## Boundary annotation records
## START

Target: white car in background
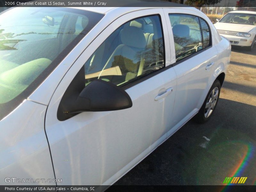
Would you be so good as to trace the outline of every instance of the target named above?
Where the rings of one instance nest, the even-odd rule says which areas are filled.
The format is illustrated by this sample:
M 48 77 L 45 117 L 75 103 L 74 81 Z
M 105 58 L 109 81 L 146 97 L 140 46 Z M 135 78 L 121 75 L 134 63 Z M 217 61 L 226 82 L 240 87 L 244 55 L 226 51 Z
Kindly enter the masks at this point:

## END

## EXERCISE
Copy the records above word for word, leaving out the picture.

## SOLUTION TO THIS PROBLEM
Target: white car in background
Would you be so good as to trace the outline of every instance of the target named above?
Where the rings of one instance nest, the even-odd rule says which areas are filled.
The format is illustrated by this sample:
M 48 77 L 45 117 L 75 103 L 74 81 Z
M 105 58 L 109 81 L 146 97 L 140 46 Z M 135 78 L 121 75 L 134 63 Z M 217 61 L 226 82 L 240 87 L 244 55 L 226 51 Z
Kindly enter the masks at this point:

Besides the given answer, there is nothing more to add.